■ **Aim of the exercise**
Please retype every record below exactly, leaving the pictures out.
= Beginning of Section =
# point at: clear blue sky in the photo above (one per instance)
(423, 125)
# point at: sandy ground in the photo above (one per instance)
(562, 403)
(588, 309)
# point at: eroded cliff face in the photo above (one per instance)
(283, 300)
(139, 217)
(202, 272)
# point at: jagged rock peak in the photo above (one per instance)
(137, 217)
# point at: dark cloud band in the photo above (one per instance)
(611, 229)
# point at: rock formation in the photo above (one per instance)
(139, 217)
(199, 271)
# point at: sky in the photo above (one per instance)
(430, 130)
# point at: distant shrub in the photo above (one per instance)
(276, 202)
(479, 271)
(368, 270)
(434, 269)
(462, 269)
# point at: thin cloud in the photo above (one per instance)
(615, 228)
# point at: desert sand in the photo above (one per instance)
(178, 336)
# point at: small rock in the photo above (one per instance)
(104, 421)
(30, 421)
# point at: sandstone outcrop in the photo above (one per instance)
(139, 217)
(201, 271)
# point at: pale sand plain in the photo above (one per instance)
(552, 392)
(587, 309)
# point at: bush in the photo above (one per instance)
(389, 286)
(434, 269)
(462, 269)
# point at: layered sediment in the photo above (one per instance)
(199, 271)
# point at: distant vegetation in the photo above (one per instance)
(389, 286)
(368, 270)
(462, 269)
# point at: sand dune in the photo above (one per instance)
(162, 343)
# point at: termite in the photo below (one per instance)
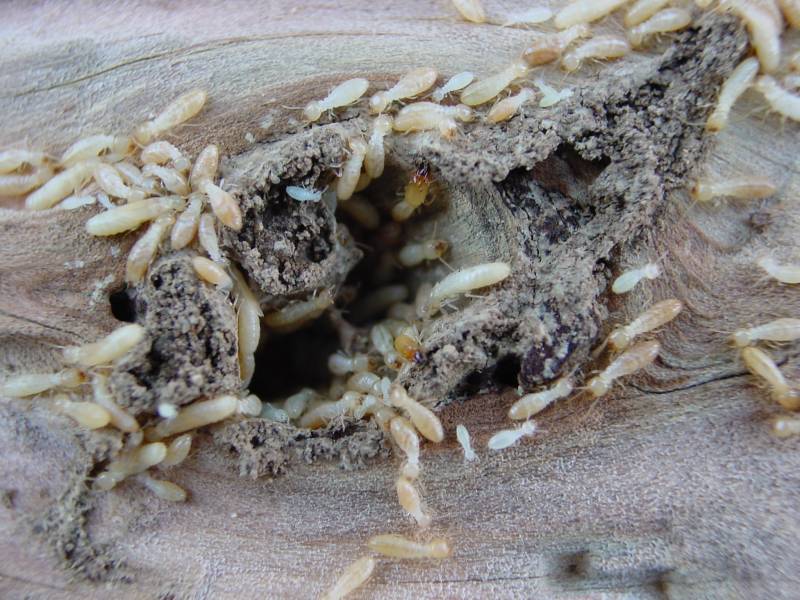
(779, 330)
(783, 273)
(343, 94)
(740, 79)
(212, 273)
(532, 404)
(585, 11)
(425, 116)
(398, 546)
(29, 384)
(457, 82)
(60, 186)
(601, 48)
(508, 437)
(183, 108)
(750, 187)
(471, 10)
(106, 350)
(780, 100)
(627, 363)
(484, 90)
(654, 317)
(351, 170)
(353, 577)
(412, 84)
(462, 435)
(508, 107)
(146, 247)
(375, 157)
(549, 47)
(664, 21)
(197, 414)
(426, 422)
(759, 363)
(465, 280)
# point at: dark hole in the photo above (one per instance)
(122, 305)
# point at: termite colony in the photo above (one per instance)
(143, 180)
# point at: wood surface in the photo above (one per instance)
(671, 487)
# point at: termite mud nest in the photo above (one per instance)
(557, 193)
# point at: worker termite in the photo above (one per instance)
(654, 317)
(412, 84)
(457, 82)
(600, 48)
(532, 404)
(60, 186)
(375, 157)
(462, 435)
(398, 546)
(146, 247)
(353, 577)
(780, 100)
(508, 107)
(471, 10)
(742, 188)
(627, 363)
(29, 384)
(351, 170)
(197, 414)
(106, 350)
(783, 273)
(759, 363)
(509, 437)
(740, 79)
(585, 11)
(343, 94)
(425, 116)
(183, 108)
(212, 273)
(550, 47)
(484, 90)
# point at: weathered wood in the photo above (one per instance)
(671, 487)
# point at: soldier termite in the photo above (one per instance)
(532, 404)
(780, 100)
(550, 47)
(509, 437)
(627, 363)
(759, 363)
(412, 84)
(183, 108)
(425, 116)
(484, 90)
(29, 384)
(585, 11)
(343, 94)
(197, 414)
(457, 82)
(601, 48)
(375, 157)
(462, 435)
(740, 79)
(742, 188)
(146, 247)
(106, 350)
(60, 186)
(654, 317)
(398, 546)
(351, 579)
(783, 273)
(508, 107)
(779, 330)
= End of Section =
■ **Exercise output**
# point at: clear blue sky in the photo above (one per instance)
(423, 125)
# point at: sandy ground in the photo above (one per instance)
(562, 403)
(588, 309)
# point at: eroded cliff face in the photo above (one per instance)
(283, 300)
(139, 217)
(202, 272)
# point at: jagged rock peak in the photo above (one per instance)
(137, 217)
# point at: dark cloud band in the photo above (one per instance)
(611, 229)
# point at: rock formation in the photo above (one per instance)
(139, 217)
(199, 271)
# point at: sky in the photo above (one per instance)
(430, 130)
# point at: distant shrub in the photo above (one per instance)
(276, 202)
(479, 271)
(368, 270)
(434, 269)
(462, 269)
# point at: thin cloud in the photo above (one per instance)
(615, 228)
# point at: desert sand in the photo above (one per instance)
(178, 336)
# point at: small rock in the photo above (one per instance)
(104, 421)
(30, 421)
# point at: sandstone outcrop in the photo above (one per instance)
(139, 217)
(201, 271)
# point at: pale sand plain in the photo above (one per instance)
(552, 392)
(587, 309)
# point at: bush in the photo above (one per instance)
(389, 286)
(434, 269)
(462, 269)
# point at: layered sediment in the photo above (one per instance)
(199, 271)
# point at: distant vegetation in the photo above (one per instance)
(389, 286)
(368, 270)
(462, 269)
# point at: sand dune in the photo above (one per instance)
(162, 343)
# point at: termite in the photo below (one per instance)
(779, 330)
(783, 273)
(343, 94)
(740, 79)
(212, 273)
(532, 404)
(585, 11)
(425, 116)
(398, 546)
(29, 384)
(457, 82)
(60, 186)
(601, 48)
(508, 437)
(183, 108)
(750, 187)
(471, 10)
(106, 350)
(780, 100)
(627, 363)
(484, 90)
(654, 317)
(351, 170)
(353, 577)
(412, 84)
(462, 435)
(508, 107)
(146, 247)
(375, 157)
(549, 47)
(664, 21)
(197, 414)
(426, 422)
(759, 363)
(465, 280)
# point at: dark hole in the photo above (one per instance)
(122, 305)
# point at: termite colony in the photo above (one per instance)
(143, 180)
# point at: wood surface in the photo above (one per instance)
(671, 487)
# point at: termite mud nest in the photo above (one per instance)
(557, 193)
# point at: worker termite in the photo above (one per instance)
(654, 317)
(412, 84)
(457, 82)
(600, 48)
(532, 404)
(60, 186)
(375, 157)
(462, 435)
(398, 546)
(146, 247)
(353, 577)
(780, 100)
(508, 107)
(471, 10)
(742, 188)
(627, 363)
(29, 384)
(351, 170)
(197, 414)
(106, 350)
(783, 273)
(759, 363)
(509, 437)
(740, 79)
(585, 11)
(343, 94)
(425, 116)
(183, 108)
(212, 273)
(550, 47)
(484, 90)
# point at: weathered wood in the photo above (one per instance)
(671, 487)
# point at: soldier termite in the photo above (one per instance)
(532, 404)
(780, 100)
(550, 47)
(509, 437)
(627, 363)
(759, 363)
(412, 84)
(183, 108)
(425, 116)
(484, 90)
(29, 384)
(585, 11)
(343, 94)
(197, 414)
(457, 82)
(601, 48)
(375, 157)
(462, 435)
(740, 79)
(742, 188)
(146, 247)
(106, 350)
(60, 186)
(654, 317)
(398, 546)
(351, 579)
(783, 273)
(508, 107)
(779, 330)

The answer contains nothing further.